This analysis is from a person who states they practiced Constitutional Law in D.C. Take is for what it is, but it appear quite reasonable to me.
It is undisputed that petitioners Koch and Nash—two ordinary, law-abiding, adult citizens—are part of “the people” whom the Second Amendment protects. See Heller, 554 U. S., at 580. And no party disputes that handguns are weapons “in common use” today for self-defense. See id., at 627. The Court has little difficulty concluding also that the plain text of the Second Amendment protects Koch’s and Nash’s proposed course of conduct—carrying handguns publicly for self-defense. Nothing in the Second Amendment’s text draws a home/public distinction with respect to the right to keep and bear arms, and the definition of “bear” naturally encompasses public carry. Moreover, the Second Amendment guarantees an “individual right to possess and carry weapons in case of confrontation,” id., at 592, and confrontation can surely take place outside the home.
This is important because the antis continue to argue militia service is required.
This case finds that the Second Amendment applies to PEOPLE and that militia participation is not a requirement to exercising your 2A rights.
“Since Heller and McDonald, the Courts of Appeals have developed a “two-step” framework for analyzing Second Amendment challenges that combines history with means-end scrutiny. The Court rejects that two-part approach as having one step too many. Step one is broadly consistent with Heller, which demands a test rooted in the Second Amendment’s text, as informed by history. But Heller and McDonald do not support a second step that applies means-end scrutiny in the Second Amendment context.”
Basically the Court is saying, look at the plain text of the 2A and the history that followed. That’s it. No balancing whether the government has a reason for the infringement. An infringement is an infringement and the law is unconstitutional if it infringes upon the 2A.

_Data segment_
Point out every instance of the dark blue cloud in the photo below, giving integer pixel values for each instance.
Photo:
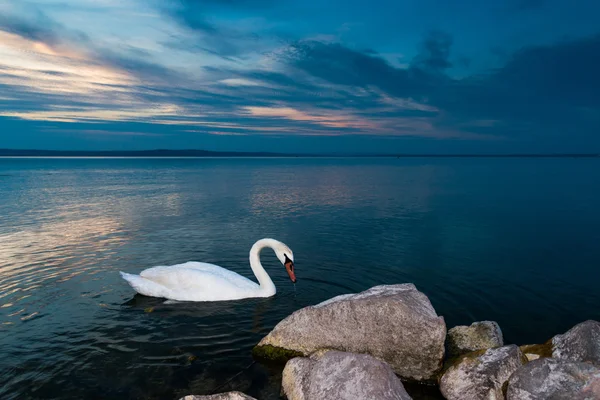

_Work to do_
a) From the Second Amendment analysis, transcribe the stretch from "This is important" through "your 2A rights.".
b) According to the Second Amendment analysis, why does the plain text of the Second Amendment protect carrying handguns publicly for self-defense? Answer in one to three sentences.

_Answers for the exercise_
a)
This is important because the antis continue to argue militia service is required.
This case finds that the Second Amendment applies to PEOPLE and that militia participation is not a requirement to exercising your 2A rights.

b) Nothing in the Second Amendment's text draws a home/public distinction for the right to keep and bear arms, and the definition of "bear" naturally includes public carry. The Amendment also guarantees an individual right to carry weapons in case of confrontation, and confrontation can take place outside the home.